* _ACTION ITEM_
Repeat every record exactly as given.

(Beginning of STUDY MATERIAL)

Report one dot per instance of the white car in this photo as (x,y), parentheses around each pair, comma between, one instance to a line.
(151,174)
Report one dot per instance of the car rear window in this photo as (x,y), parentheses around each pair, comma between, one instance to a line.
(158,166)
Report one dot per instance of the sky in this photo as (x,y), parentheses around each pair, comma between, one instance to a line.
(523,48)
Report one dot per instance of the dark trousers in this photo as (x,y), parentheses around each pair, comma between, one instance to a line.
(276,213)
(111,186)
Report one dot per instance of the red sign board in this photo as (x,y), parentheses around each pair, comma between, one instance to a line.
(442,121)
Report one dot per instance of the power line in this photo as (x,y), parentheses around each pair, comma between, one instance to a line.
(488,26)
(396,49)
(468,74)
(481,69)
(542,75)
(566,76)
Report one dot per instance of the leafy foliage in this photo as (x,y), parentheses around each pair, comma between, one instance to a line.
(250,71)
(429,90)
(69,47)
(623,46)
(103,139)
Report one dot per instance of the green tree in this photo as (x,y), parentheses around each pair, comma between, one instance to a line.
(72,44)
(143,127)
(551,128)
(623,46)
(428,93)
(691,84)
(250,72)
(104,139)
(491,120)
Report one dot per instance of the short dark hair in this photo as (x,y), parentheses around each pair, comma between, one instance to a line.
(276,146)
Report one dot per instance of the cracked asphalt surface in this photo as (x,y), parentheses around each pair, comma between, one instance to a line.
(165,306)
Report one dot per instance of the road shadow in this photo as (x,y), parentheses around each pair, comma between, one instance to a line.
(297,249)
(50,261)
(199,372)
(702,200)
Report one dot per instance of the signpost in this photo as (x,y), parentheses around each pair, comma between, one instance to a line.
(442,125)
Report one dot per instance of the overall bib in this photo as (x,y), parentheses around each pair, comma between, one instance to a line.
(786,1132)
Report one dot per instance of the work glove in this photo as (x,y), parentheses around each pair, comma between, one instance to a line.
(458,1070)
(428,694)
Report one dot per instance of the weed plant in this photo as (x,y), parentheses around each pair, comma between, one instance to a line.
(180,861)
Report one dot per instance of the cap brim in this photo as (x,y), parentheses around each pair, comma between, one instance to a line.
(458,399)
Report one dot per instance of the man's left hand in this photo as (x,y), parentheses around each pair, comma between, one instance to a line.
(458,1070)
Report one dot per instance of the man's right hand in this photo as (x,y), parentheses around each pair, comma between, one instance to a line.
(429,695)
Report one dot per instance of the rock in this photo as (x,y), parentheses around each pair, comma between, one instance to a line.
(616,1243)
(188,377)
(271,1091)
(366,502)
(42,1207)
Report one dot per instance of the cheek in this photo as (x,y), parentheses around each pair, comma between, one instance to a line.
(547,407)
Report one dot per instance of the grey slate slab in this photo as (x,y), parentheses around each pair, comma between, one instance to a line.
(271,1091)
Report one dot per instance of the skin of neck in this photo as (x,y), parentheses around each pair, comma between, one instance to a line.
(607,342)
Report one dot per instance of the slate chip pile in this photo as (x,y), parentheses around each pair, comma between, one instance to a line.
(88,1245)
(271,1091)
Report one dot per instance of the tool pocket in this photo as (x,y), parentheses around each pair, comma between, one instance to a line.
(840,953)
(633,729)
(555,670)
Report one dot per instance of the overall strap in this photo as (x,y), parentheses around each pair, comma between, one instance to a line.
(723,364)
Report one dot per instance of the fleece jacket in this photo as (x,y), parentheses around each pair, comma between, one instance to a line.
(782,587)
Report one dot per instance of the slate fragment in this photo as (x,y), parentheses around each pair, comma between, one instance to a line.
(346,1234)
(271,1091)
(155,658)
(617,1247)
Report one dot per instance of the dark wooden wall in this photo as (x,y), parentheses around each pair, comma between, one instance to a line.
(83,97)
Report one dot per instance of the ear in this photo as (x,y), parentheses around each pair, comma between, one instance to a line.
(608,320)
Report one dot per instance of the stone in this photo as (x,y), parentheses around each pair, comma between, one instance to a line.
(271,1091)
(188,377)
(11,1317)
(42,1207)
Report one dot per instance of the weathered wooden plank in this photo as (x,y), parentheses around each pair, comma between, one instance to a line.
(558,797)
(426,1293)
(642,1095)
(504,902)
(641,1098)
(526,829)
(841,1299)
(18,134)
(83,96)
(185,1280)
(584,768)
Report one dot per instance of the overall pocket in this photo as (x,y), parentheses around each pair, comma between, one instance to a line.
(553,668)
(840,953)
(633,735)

(End of STUDY MATERIAL)

* _ANSWER BOX_
Report one dot per instance of the white car in this photo as (x,y), parentheses around each pair, comma between, one instance to a line.
(151,174)
Report one dot per instance of the car rear window in this photo as (x,y), parentheses around each pair, comma between, one instance to a line.
(158,166)
Report one dot per instance of the sky in this photo as (x,y), parentheses around each pair, comma between, one instance to a line.
(523,48)
Report one dot per instance of the dark trousers in this photo as (x,y), parentheses around each pair, comma between, one instance to a line.
(276,213)
(111,186)
Report one dot per instance of the red sign board in this photo as (x,y), parentheses around each pair, comma between, one instance to a line.
(442,121)
Report one dot per instance of the power line in this photo as (x,y), parentheses around each pair, comma between, one instance to a line.
(488,26)
(396,49)
(468,74)
(481,69)
(542,75)
(566,76)
Report one dot per instance of the leafy foliage in this photo as (x,y), parentheses around each pair, comma between, one instance to a line.
(250,71)
(429,90)
(69,47)
(623,46)
(103,139)
Report one dot per instance of the green tree in this photo as (x,y), parentheses around each pair, comma between, one instance to a line.
(72,44)
(143,127)
(551,128)
(623,46)
(428,93)
(691,84)
(250,72)
(104,139)
(491,120)
Report one dot per instance of the short dark hair in this photo as (x,y), parentheses around each pair, comma between, one instance to a line.
(276,146)
Report one dot per instance of the cracked asphalt surface in this photo as (x,y), parentheses around each pair, comma between, one instance to a line.
(165,306)
Report one dot per instance of the road shadow in this photo as (x,y), parentheses around each pair, comma between, one instance to a line.
(297,249)
(50,261)
(199,372)
(702,200)
Report one dot per instance of the signpost in this photo as (x,y), parentheses around each pair, comma between, one instance to a line.
(442,125)
Report one dot per instance of the overall bib in this photo as (x,y), parentheses around each pair, comma between, one instance to a line.
(786,1132)
Report one dot per instance of the work glove in this photo as (x,y), parentheses around each pair, comma between, one instance to a line.
(458,1070)
(428,694)
Report one dot per instance of the weed plant in this photo as (x,y), parentheses around each pair, comma between, one instance to a line.
(180,861)
Report one dot per instance of the cap brim in this photo as (x,y), parentheses around each pair, comma between, one instance to a line.
(458,399)
Report one dot per instance of the man's left hand in this photo as (x,y), parentheses around each pair, comma between, one instance to a line.
(458,1070)
Report one dot per instance of the man's right hand in this photo as (x,y), parentheses around each pair, comma between, one instance to a line.
(429,695)
Report one dot per instance of the rock in this photo as (x,y), parentheses around each pair, comma between, one instance to a line.
(616,1243)
(188,377)
(271,1091)
(366,502)
(42,1207)
Report one dot per instance of the cheek in this photo as (x,y), parentheses around each pair, comma between, one instance to a line.
(547,407)
Report one dot per instance of the grey slate slab in this photo as (x,y), parentheses around each pair, comma between, one instance to a line.
(271,1091)
Report one dot per instance of the skin of neck in this photo as (x,y), parentheses around each pair, comma between, one instance to a line.
(607,342)
Report one dot per instance of the slate chip pile in this photo as (x,y), parentheses around each pair, comma between, one instance to a line.
(88,1245)
(271,1091)
Report one dot per instance of the tool pocket in this photo as (x,y), parentheses around each pair, comma between, one instance to a line.
(840,953)
(633,729)
(555,670)
Report one dot per instance of the overall strap in this photo as (x,y), parentheses around each pair, comma between, one instance to a line.
(723,364)
Report one dot per instance of the fleece jacket in this photo as (x,y), parentheses around each pair, comma between, one instance to a line.
(782,587)
Report one dot per instance of the slate fragment in this photo as (x,y), parentheses around each pair, comma between, one instance to a line.
(346,1234)
(271,1091)
(155,658)
(617,1247)
Report one dot per instance of the dark wooden wall in this photo as (x,y), parentheses around each pair, comma between, one instance to a line.
(83,97)
Report one dot per instance of the ear in this photo as (x,y), parentheses around each pair, comma between, one instance to a line.
(608,320)
Report one dot per instance of the stone in this photo as (x,y), parentheses around each pair, comma between, one instance to a line.
(271,1091)
(188,377)
(11,1317)
(42,1207)
Report one dot per instance of the weathered wooden plank in this photo as (x,y), parentheses around each pair, comma between, one instance to a line.
(558,797)
(426,1293)
(642,1095)
(504,902)
(641,1098)
(526,829)
(841,1299)
(18,134)
(83,96)
(185,1280)
(584,768)
Report one dot per instance of the overall pocket in this photo as (x,y), parentheses around each pair, comma between, one instance to a line.
(553,668)
(840,953)
(633,735)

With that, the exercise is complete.